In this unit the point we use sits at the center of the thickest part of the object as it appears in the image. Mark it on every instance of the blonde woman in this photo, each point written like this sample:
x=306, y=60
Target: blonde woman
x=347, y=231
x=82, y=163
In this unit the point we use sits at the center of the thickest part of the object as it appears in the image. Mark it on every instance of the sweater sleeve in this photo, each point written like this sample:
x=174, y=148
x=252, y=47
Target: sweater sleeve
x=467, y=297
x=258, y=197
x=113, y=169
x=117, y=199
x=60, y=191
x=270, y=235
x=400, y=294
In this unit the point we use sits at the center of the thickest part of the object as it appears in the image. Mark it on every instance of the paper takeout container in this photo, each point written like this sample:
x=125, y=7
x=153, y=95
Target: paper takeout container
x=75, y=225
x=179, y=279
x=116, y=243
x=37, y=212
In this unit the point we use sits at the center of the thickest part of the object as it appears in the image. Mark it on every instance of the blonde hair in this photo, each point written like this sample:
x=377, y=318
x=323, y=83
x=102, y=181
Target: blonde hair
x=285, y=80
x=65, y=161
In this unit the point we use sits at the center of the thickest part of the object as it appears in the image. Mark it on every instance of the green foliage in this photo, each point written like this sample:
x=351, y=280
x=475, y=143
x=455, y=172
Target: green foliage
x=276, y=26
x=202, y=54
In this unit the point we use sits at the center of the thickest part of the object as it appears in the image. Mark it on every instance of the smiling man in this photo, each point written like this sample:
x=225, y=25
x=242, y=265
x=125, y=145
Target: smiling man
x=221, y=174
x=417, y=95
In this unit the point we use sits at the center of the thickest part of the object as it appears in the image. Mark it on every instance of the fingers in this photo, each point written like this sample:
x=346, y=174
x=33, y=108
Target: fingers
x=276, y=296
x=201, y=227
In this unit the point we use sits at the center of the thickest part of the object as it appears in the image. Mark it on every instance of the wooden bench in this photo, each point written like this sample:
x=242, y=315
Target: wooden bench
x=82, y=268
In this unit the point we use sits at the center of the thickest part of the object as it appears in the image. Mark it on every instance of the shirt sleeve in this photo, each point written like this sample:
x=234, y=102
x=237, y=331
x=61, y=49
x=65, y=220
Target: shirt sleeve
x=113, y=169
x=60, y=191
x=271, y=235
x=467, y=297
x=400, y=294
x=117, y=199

▶ _GIVEN EXERCISE_
Swap "instance" for "occurrence" in the material, beginning at the line that has "of the sweater" and stopping after the line that has "x=82, y=268". Return only those lines, with nothing else changed.

▶ _RESULT OF THE EXERCISE_
In this unit the point we use sits at the center of the thickest part of the object as it appears in the image. Mark it on every occurrence of the sweater sleeve in this photo, each point written like this sample:
x=174, y=148
x=252, y=47
Target: sweater sleeve
x=467, y=297
x=258, y=197
x=113, y=169
x=117, y=199
x=60, y=191
x=270, y=235
x=400, y=294
In this unit the point we use sits at the center of the thickest part of the object as it appears in the image. Mark it on every occurrence of the paper takeout container in this photo, each point written like this sample:
x=125, y=7
x=153, y=95
Target: paper takeout container
x=75, y=225
x=179, y=279
x=116, y=243
x=37, y=212
In this unit the point we use sits at the center of the thickest part of the object as it appears in the image. Mark it on every occurrence of the blonde hair in this photo, each point written like this sample:
x=377, y=318
x=323, y=83
x=102, y=181
Target: blonde hair
x=285, y=80
x=65, y=161
In this unit the point we use sits at the center of the thickest part of the object as it appears in the image. Mark it on every occurrence of the green foliage in this photo, each point written like this sample:
x=351, y=280
x=475, y=143
x=455, y=172
Target: green foliage
x=276, y=26
x=202, y=54
In this unit the point we use sits at the center of the thickest part of the object as it appears in the image. Mark it on every occurrence of the smiling man in this photo, each point written like this sample:
x=225, y=25
x=242, y=265
x=125, y=145
Target: smiling man
x=221, y=174
x=417, y=95
In this unit the point we use sits at the center of the thickest part of the object as it appears in the image. Mark it on every occurrence of the fingers in this photo, each point written like this sample:
x=346, y=174
x=33, y=108
Target: fingers
x=276, y=296
x=201, y=227
In this unit the point we use sits at the center of the thickest part of the object as it appears in the image. Mark it on every occurrence of the wooden bench in this photo, each point written like this sample:
x=242, y=315
Target: wooden bench
x=82, y=268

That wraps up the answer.